*To be done*. Extract every record, keeping each one exactly as it is.

[Start Supplied records]

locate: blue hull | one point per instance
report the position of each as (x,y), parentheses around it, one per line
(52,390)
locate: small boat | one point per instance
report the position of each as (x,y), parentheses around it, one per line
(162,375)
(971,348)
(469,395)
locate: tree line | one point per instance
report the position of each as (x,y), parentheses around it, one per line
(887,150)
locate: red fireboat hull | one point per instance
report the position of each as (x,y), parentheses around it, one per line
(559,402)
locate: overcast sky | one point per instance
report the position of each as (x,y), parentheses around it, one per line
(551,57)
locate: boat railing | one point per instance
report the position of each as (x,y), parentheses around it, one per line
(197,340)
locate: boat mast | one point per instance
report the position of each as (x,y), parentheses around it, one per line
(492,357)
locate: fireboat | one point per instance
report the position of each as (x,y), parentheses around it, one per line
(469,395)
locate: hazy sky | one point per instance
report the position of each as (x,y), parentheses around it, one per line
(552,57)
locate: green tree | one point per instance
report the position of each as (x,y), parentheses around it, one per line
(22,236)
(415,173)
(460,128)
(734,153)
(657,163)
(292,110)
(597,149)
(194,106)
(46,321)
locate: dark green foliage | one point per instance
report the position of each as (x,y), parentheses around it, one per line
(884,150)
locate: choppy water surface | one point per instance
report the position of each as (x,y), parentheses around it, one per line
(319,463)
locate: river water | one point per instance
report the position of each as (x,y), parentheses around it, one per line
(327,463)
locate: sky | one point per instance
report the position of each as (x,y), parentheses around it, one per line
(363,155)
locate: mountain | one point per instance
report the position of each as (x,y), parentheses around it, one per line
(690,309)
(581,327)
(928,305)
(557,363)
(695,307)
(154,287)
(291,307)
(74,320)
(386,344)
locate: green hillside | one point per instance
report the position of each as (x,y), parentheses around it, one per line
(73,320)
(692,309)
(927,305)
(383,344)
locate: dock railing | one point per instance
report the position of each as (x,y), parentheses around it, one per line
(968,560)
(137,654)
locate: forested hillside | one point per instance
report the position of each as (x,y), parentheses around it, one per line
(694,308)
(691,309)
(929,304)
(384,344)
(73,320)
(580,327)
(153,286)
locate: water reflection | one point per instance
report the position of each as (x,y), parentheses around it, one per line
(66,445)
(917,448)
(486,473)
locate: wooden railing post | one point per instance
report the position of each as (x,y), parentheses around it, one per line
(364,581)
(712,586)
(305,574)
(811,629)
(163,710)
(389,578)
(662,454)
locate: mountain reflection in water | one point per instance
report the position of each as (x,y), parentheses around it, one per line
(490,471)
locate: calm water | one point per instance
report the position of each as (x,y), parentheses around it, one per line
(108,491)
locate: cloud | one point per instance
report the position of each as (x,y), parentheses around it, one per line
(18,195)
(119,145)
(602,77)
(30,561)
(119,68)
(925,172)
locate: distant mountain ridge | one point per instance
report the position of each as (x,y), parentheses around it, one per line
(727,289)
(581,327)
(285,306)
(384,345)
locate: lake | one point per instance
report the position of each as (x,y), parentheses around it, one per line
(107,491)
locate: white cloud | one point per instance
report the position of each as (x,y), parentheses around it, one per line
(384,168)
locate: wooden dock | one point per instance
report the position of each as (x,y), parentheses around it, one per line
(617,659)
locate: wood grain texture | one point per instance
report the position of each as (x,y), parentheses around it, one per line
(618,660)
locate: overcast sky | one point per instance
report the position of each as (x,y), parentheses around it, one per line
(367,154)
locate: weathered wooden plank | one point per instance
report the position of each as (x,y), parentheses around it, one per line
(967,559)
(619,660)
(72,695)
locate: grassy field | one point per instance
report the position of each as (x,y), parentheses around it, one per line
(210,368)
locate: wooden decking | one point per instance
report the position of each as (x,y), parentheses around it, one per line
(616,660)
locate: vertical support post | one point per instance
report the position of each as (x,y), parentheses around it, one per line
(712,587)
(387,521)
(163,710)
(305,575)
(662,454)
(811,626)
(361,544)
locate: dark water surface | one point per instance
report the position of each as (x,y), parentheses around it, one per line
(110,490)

[End Supplied records]

*Output for this task*.
locate: blue hull | one point per instance
report the position of each as (x,y), parentheses around it, one per line
(52,390)
locate: small boat | one point per instance
report the position of each as (x,y), parentheses around it, one per line
(162,375)
(971,348)
(469,395)
locate: tree line | one point per instance
report the position of each as (x,y), parentheses around it, one per line
(887,150)
locate: red fireboat hull | one point per instance
report the position of each as (x,y), parentheses around it, one per line
(559,402)
locate: overcast sky | one point per instance
report the position of each as (x,y), parentheses around it, one per line
(551,57)
locate: boat railing | one point per instance
report the position of each as (x,y), parentheses around it, one per line
(197,340)
locate: boat mast | one point per instance
report the position of each as (x,y), parentheses around it, one per line
(492,357)
locate: fireboat | one point per instance
report the position of each as (x,y), parentheses around it, one per line
(469,395)
locate: hazy sky | one point per instance
report the position of each as (x,y), parentheses around it, one per line
(552,57)
locate: green tree | one point per instance
report the position of each as (x,y), parentheses around it, one per line
(22,236)
(415,173)
(460,128)
(734,153)
(657,163)
(292,110)
(597,149)
(194,106)
(46,321)
locate: dark green foliage | one point per instance
report the position of each as (x,y), parentheses around it, one per line
(884,150)
locate: choppy water surface | one point per instance
report the position of each as (x,y), parentheses around it, one per line
(319,463)
locate: river water | one point per instance
report the position of each as (x,y), parentheses around it, one per line
(327,463)
locate: sky | one point per instance
report the position of each as (x,y), parentheses around it, one per line
(363,155)
locate: mountain | one point per instance
report the position of each as (x,y), parentheses around it, one per line
(690,309)
(581,327)
(928,305)
(557,363)
(695,307)
(154,287)
(291,307)
(74,320)
(386,344)
locate: green hillside | one point per instance
report the position of each as (x,y), parentheses around it, one per line
(73,320)
(692,309)
(927,305)
(383,344)
locate: dock railing | one point per instance
report the position of each as (x,y), parentheses around it, one per line
(968,560)
(137,654)
locate: forested hillside | one point per instance
report the position of each as (x,y), parentheses around it, one per line
(694,308)
(691,309)
(929,304)
(384,344)
(73,320)
(580,327)
(153,286)
locate: water reflection | one point per instance
report the position of each as (x,y), parentheses around it, one per line
(66,445)
(917,448)
(486,473)
locate: wooden railing post | one point per instance
report the position of each as (x,y), parentheses around it, one per line
(364,581)
(712,586)
(305,574)
(811,629)
(163,710)
(389,578)
(662,454)
locate: mountain reflection in water | one point per instance
report the position of each as (x,y), parentheses around it, one per line
(490,471)
locate: calm water | one point per instance
report the position of each as (x,y), parentheses around it, one per line
(108,491)
locate: cloud | one point per instance
report the position of each as (x,y), parentheses around it, one per line
(18,195)
(119,145)
(602,77)
(30,561)
(119,68)
(925,172)
locate: distant mountain ridge | one point per instance
report the position of each as (x,y), parentheses around it, one per line
(727,289)
(581,327)
(285,306)
(384,345)
locate: lake | one point per instance
report the position of each as (x,y), parentheses around it, one per line
(107,491)
locate: white cloud | one point per instance
report the position of each as (x,y), parentheses around it, one per line
(384,168)
locate: wooden dock | one point per instance
report the position of each as (x,y), parentheses around it, one per line
(617,659)
locate: wood grain texture | one point per instance
report the position of each as (x,y), parentheses around it, one per line
(618,660)
locate: overcast sky | one point per instance
report the position of each as (x,y), parentheses around it, one per line
(367,154)
locate: weathered wooden plank | one point per instance
report the position of each as (x,y), parentheses around it, one per line
(967,559)
(619,660)
(72,695)
locate: grassy field | one point per instance
report the position of each as (x,y), parentheses around it, one per line
(210,368)
locate: wooden decking | one point per instance
report the position of each as (x,y), parentheses around it, one per line
(616,660)
locate: vertical support post | one point per instance
report the position of each as (x,y), parentheses around it, one per line
(712,587)
(387,521)
(163,710)
(305,575)
(662,454)
(811,626)
(361,544)
locate: dark water surface | one point per instance
report the position of each as (x,y), parentheses around it, one per line
(110,490)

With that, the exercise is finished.